TEXTAUSZUG
+===+

Die zweite Abteilung beschäftigte sich mit der Karosserie, spielte mit dem Gesicht, der Silhouette, den Proportionen des Autos, man grübelte und prüfte, welche Gestalt am ehesten den Charakter der jeweiligen Baureihe nach aussen tragen konnte. Und welche Aussage die Formen des gepressten Stahls und der damals allmählich Einzug haltenden Anbauteile aus Kunststoff machen sollten. Denn der Erfolg, so dachte man folgerichtig, ist ein flüchtiger Gast. Nur mit attraktivem Design können Nachfolgemodelle bestehen, sie dürfen während ihres Lebenszyklus nicht vorzeitig altern, andererseits aber auch nicht mit völlig abstrahierten Formen ihre Familienzugehörigkeit in Frage stellen. Kurz: Sie gaben dem Auto optisch einen Charakter, wohl wissend, dass die Chance eines guten ersten Eindrucks nicht wiederkehrt.

+===+

(Datensätze zur Positionsbestimmung)
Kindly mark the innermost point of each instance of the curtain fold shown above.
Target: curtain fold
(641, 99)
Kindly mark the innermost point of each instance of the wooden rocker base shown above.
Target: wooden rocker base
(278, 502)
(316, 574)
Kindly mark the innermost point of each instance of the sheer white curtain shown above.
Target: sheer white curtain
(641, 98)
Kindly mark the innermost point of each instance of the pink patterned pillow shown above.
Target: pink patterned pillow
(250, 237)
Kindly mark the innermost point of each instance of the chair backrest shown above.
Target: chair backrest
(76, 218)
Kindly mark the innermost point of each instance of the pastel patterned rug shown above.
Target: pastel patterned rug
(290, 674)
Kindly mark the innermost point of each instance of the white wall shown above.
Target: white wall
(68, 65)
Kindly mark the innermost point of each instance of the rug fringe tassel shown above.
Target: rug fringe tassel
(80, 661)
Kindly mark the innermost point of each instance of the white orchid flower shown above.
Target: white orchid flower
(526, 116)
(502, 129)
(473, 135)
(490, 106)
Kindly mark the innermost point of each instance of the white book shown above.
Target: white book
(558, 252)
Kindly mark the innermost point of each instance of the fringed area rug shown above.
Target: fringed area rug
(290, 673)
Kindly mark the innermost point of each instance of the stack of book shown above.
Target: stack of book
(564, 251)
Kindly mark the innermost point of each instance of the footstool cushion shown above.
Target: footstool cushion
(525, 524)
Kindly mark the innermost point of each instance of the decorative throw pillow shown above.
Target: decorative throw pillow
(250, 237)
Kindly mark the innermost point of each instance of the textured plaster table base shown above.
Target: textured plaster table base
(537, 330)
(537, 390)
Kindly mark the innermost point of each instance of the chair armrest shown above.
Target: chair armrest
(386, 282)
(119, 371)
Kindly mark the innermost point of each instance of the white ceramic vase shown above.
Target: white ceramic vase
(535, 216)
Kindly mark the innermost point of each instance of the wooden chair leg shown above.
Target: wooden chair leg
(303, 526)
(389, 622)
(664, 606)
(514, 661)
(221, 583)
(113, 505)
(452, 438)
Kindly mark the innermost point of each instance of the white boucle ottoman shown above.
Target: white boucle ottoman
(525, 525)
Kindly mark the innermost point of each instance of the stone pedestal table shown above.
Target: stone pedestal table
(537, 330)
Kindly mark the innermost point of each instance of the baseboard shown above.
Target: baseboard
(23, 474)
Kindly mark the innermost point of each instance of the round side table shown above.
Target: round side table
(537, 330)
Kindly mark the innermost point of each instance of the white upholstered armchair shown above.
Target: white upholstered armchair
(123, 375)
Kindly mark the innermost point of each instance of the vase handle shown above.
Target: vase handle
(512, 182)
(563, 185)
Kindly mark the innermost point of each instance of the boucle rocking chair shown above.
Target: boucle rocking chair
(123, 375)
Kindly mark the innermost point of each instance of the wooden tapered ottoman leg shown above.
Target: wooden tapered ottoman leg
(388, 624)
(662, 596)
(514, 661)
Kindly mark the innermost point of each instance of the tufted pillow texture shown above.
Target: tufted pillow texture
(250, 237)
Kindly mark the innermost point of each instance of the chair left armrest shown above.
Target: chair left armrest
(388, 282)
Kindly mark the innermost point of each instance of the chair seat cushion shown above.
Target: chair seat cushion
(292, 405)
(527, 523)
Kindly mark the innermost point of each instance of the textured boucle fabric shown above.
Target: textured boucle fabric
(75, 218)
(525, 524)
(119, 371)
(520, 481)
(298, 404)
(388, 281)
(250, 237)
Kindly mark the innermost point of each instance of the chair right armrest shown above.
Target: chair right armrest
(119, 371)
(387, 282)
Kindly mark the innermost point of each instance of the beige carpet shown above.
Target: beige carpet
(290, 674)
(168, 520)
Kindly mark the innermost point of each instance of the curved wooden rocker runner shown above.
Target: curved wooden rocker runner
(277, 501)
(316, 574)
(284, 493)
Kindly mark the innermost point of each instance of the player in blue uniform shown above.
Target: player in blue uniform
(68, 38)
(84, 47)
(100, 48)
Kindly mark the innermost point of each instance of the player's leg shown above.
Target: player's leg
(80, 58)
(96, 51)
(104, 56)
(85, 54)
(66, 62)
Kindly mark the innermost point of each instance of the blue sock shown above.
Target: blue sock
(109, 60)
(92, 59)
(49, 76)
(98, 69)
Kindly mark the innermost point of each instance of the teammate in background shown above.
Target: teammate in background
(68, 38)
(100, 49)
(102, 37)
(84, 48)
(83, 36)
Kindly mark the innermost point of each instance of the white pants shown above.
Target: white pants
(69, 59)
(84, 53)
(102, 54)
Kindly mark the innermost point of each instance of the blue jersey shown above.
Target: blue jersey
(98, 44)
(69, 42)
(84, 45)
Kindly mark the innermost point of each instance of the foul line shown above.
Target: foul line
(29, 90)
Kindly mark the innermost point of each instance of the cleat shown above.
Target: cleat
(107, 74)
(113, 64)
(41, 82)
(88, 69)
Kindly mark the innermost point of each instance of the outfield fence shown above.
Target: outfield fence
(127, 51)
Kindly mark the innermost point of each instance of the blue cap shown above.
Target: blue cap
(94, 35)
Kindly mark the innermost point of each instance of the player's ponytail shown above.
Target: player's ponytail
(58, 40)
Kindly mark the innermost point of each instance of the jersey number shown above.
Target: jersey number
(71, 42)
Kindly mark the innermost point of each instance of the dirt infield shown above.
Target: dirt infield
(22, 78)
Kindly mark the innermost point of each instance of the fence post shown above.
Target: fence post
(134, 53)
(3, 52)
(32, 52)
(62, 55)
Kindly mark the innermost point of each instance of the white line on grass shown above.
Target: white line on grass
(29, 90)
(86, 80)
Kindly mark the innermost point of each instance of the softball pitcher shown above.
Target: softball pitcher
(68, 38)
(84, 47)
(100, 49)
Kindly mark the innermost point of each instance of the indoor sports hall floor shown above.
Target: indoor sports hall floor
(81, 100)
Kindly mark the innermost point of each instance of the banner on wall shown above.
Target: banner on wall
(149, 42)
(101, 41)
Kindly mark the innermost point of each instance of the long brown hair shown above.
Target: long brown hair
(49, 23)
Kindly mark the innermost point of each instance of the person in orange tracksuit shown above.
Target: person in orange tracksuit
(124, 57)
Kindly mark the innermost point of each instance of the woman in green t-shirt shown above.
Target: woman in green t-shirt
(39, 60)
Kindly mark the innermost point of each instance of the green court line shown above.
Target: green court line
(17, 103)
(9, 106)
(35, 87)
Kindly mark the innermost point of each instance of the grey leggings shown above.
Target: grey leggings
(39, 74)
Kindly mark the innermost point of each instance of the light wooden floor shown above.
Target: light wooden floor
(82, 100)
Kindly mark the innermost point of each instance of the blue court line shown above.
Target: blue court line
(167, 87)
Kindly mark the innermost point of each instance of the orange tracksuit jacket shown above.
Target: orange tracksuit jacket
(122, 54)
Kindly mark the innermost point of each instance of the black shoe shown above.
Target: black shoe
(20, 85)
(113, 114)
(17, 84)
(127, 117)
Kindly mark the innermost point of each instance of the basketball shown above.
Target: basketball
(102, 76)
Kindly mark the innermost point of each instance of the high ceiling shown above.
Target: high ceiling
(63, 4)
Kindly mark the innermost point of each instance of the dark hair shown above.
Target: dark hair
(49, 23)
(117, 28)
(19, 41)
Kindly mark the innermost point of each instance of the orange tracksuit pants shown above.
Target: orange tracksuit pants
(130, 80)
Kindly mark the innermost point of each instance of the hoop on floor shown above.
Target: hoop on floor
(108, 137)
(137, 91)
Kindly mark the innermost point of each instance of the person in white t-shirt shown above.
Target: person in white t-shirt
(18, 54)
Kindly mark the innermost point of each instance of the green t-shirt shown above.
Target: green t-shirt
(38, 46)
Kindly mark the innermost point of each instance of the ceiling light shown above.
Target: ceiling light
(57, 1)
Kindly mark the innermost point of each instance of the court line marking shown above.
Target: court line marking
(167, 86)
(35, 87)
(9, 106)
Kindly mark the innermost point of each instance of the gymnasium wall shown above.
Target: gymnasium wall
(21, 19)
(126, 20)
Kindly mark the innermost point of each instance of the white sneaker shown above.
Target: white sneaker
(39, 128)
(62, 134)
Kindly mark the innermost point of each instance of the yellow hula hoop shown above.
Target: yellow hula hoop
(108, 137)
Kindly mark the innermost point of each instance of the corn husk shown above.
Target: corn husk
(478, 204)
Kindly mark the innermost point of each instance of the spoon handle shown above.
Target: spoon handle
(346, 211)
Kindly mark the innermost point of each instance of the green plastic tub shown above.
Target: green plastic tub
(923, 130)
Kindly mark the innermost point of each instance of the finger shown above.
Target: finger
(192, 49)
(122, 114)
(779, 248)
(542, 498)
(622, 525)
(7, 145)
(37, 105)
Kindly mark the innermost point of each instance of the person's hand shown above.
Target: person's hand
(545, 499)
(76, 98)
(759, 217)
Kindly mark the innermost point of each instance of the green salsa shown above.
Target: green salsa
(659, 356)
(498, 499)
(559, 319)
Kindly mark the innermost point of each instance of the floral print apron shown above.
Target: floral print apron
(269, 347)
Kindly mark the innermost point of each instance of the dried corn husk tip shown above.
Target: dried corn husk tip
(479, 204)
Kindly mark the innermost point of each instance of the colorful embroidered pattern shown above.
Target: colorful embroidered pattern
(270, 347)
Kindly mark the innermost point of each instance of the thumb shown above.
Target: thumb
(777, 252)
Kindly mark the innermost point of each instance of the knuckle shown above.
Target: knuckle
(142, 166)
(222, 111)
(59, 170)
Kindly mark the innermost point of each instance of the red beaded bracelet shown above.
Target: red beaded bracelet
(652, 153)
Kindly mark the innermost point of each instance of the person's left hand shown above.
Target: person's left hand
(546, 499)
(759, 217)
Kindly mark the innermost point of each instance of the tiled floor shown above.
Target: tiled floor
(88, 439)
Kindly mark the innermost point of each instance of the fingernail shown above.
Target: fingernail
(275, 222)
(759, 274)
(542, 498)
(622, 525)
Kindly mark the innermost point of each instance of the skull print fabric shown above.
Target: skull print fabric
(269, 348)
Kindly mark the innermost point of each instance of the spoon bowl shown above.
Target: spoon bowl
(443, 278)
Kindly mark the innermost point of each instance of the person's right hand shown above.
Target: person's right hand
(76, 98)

+===+

ZIEL 1
Schreibe den Textauszug von „Die zweite Abteilung“ bis einschließlich „Eindrucks nicht wiederkehrt.“ neu und setze dabei „Verbundwerkstoff“ an die Stelle von „Kunststoff“.
ZIEL 2
Nenne alle Gestaltungsmerkmale des Autos, mit denen die zweite Abteilung laut dem Textauszug spielte.
Verwende für die Bearbeitung ausschließlich den Textauszug.

LÖSUNG 1
Die zweite Abteilung beschäftigte sich mit der Karosserie, spielte mit dem Gesicht, der Silhouette, den Proportionen des Autos, man grübelte und prüfte, welche Gestalt am ehesten den Charakter der jeweiligen Baureihe nach aussen tragen konnte. Und welche Aussage die Formen des gepressten Stahls und der damals allmählich Einzug haltenden Anbauteile aus Verbundwerkstoff machen sollten. Denn der Erfolg, so dachte man folgerichtig, ist ein flüchtiger Gast. Nur mit attraktivem Design können Nachfolgemodelle bestehen, sie dürfen während ihres Lebenszyklus nicht vorzeitig altern, andererseits aber auch nicht mit völlig abstrahierten Formen ihre Familienzugehörigkeit in Frage stellen. Kurz: Sie gaben dem Auto optisch einen Charakter, wohl wissend, dass die Chance eines guten ersten Eindrucks nicht wiederkehrt.

LÖSUNG 2
Das Gesicht, die Silhouette und die Proportionen des Autos.